Pictures are not part of the copy; reproduce the remaining data exactly.

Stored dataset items
....................

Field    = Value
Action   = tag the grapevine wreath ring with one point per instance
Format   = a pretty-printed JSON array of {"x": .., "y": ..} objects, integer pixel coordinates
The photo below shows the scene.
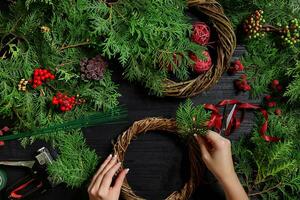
[
  {"x": 225, "y": 48},
  {"x": 169, "y": 126}
]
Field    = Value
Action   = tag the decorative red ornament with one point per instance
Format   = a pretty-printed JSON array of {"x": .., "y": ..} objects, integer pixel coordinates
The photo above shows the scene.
[
  {"x": 242, "y": 85},
  {"x": 272, "y": 104},
  {"x": 201, "y": 33},
  {"x": 2, "y": 131},
  {"x": 201, "y": 66},
  {"x": 65, "y": 103},
  {"x": 268, "y": 97},
  {"x": 237, "y": 66},
  {"x": 40, "y": 76},
  {"x": 275, "y": 82},
  {"x": 235, "y": 122},
  {"x": 278, "y": 112}
]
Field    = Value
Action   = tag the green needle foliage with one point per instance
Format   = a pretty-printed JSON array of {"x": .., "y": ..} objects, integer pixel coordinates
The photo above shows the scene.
[
  {"x": 271, "y": 170},
  {"x": 191, "y": 119},
  {"x": 146, "y": 36},
  {"x": 55, "y": 35},
  {"x": 267, "y": 58},
  {"x": 76, "y": 162}
]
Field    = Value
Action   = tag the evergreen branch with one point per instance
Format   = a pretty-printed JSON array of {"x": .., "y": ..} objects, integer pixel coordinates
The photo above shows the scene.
[
  {"x": 265, "y": 191},
  {"x": 74, "y": 45}
]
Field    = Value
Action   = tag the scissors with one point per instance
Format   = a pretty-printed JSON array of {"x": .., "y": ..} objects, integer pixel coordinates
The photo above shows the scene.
[{"x": 227, "y": 118}]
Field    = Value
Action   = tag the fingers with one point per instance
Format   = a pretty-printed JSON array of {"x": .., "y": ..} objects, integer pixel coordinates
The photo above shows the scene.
[
  {"x": 120, "y": 179},
  {"x": 99, "y": 171},
  {"x": 99, "y": 178},
  {"x": 204, "y": 151}
]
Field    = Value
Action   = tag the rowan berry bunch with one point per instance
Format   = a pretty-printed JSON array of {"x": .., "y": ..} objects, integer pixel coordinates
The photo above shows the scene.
[
  {"x": 291, "y": 32},
  {"x": 242, "y": 84},
  {"x": 253, "y": 26},
  {"x": 40, "y": 76},
  {"x": 65, "y": 103}
]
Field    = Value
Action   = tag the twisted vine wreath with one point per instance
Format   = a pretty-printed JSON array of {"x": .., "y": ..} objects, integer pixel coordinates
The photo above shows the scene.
[
  {"x": 170, "y": 126},
  {"x": 226, "y": 40}
]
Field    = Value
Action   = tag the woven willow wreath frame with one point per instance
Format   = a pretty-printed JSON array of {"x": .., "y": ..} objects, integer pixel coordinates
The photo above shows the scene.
[
  {"x": 169, "y": 126},
  {"x": 226, "y": 43}
]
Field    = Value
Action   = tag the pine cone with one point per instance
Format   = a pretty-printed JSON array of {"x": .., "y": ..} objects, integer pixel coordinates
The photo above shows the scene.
[{"x": 93, "y": 69}]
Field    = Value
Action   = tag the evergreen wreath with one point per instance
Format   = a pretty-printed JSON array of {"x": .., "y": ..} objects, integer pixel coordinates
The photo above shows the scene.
[
  {"x": 270, "y": 170},
  {"x": 46, "y": 46},
  {"x": 189, "y": 120},
  {"x": 147, "y": 39}
]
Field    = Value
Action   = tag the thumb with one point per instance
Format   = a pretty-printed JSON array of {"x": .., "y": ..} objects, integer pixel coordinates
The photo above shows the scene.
[
  {"x": 202, "y": 144},
  {"x": 120, "y": 179}
]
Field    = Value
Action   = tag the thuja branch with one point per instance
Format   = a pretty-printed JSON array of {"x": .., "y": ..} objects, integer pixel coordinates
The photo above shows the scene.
[{"x": 265, "y": 191}]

....................

» Expected output
Field    = Value
Action   = tag the grapevine wreath ring with one point per instance
Format   = a pretty-printed JSON array of {"x": .., "y": ..} objects, integer pixel coordinates
The photo below shows the scene.
[
  {"x": 225, "y": 48},
  {"x": 169, "y": 126}
]
Field    = Value
Action   = tag the decorative red ornament with one point per instance
Format   = a pretty-printed JSON array of {"x": .., "y": ..} objects, integer pixel coordinates
The photo above shows the scene.
[
  {"x": 242, "y": 85},
  {"x": 272, "y": 104},
  {"x": 201, "y": 33},
  {"x": 2, "y": 131},
  {"x": 201, "y": 66},
  {"x": 65, "y": 103},
  {"x": 268, "y": 97},
  {"x": 237, "y": 66},
  {"x": 40, "y": 76},
  {"x": 275, "y": 82},
  {"x": 235, "y": 122},
  {"x": 278, "y": 112}
]
Field    = Value
Action   = tag the green needle foliage with one point per instance
Format   = a pretty-printed JSON array of {"x": .., "y": ..} objects, integer pixel coordinates
The photo above shows the scene.
[
  {"x": 271, "y": 170},
  {"x": 191, "y": 119},
  {"x": 146, "y": 36},
  {"x": 55, "y": 35},
  {"x": 267, "y": 58},
  {"x": 76, "y": 162}
]
Field    = Value
Action   = tag the evergreen branch with one point per instance
Format   = a pretty-printed JSON array of {"x": .., "y": ..} objects, integer pixel coordinates
The photo above shows the scene.
[
  {"x": 265, "y": 191},
  {"x": 74, "y": 45}
]
Field    = Value
Action   = tag the scissors with one point per instance
Format   = a pretty-printed JSON array of {"x": .., "y": ..} objects, integer pixel coordinates
The photo above shows the scene.
[{"x": 227, "y": 118}]
Field    = Value
Action   = tag the fingers with one point per instance
Format   = a pretty-printed JSON array of {"x": .., "y": ..} objects, integer pixel coordinates
The photo above shows the scene.
[
  {"x": 120, "y": 179},
  {"x": 99, "y": 171},
  {"x": 99, "y": 178},
  {"x": 204, "y": 151}
]
Field    = Value
Action   = tag the rowan berry bunch with one point per instance
Format   = a pretty-printed JSON array of {"x": .., "y": ..} objects, integer pixel coordinates
The photo above shows the scene.
[
  {"x": 291, "y": 32},
  {"x": 242, "y": 84},
  {"x": 253, "y": 26},
  {"x": 40, "y": 76},
  {"x": 65, "y": 103}
]
Field    = Value
Action   = tag the twisted vine wreath with one point per instance
Format   = a pretty-printed JSON array of {"x": .., "y": ..} objects, integer pixel coordinates
The photo above shows the scene.
[
  {"x": 170, "y": 126},
  {"x": 226, "y": 40}
]
Field    = Value
Action   = tag the woven willow wreath frame with one point per instance
Format   = a pretty-printed JSON array of {"x": .., "y": ..} objects, integer pixel coordinates
The photo above shows the scene.
[
  {"x": 169, "y": 126},
  {"x": 226, "y": 43}
]
Field    = Value
Action   = tag the pine cone with one point per instance
Format   = a pretty-printed JSON array of {"x": .., "y": ..} objects, integer pixel coordinates
The photo above shows the scene.
[{"x": 93, "y": 69}]
Field    = Value
Action   = tag the evergreen wreath with one point per instance
Format   = a pretty-printed JSON array of {"x": .., "y": ..} objects, integer pixel coordinates
The photo above shows the scene.
[
  {"x": 270, "y": 170},
  {"x": 46, "y": 46},
  {"x": 189, "y": 120},
  {"x": 147, "y": 39}
]
Field    = Value
Action   = tag the thumb with one point per instance
Format   = a pretty-printed JSON array of {"x": .., "y": ..} objects, integer pixel coordinates
The photo above shows the scene.
[
  {"x": 202, "y": 144},
  {"x": 120, "y": 179}
]
Field    = Value
Action   = tag the thuja branch with one point per instance
Format   = a pretty-printed JSON array of {"x": .., "y": ..} objects, integer pixel coordinates
The photo above shows the scene.
[{"x": 265, "y": 191}]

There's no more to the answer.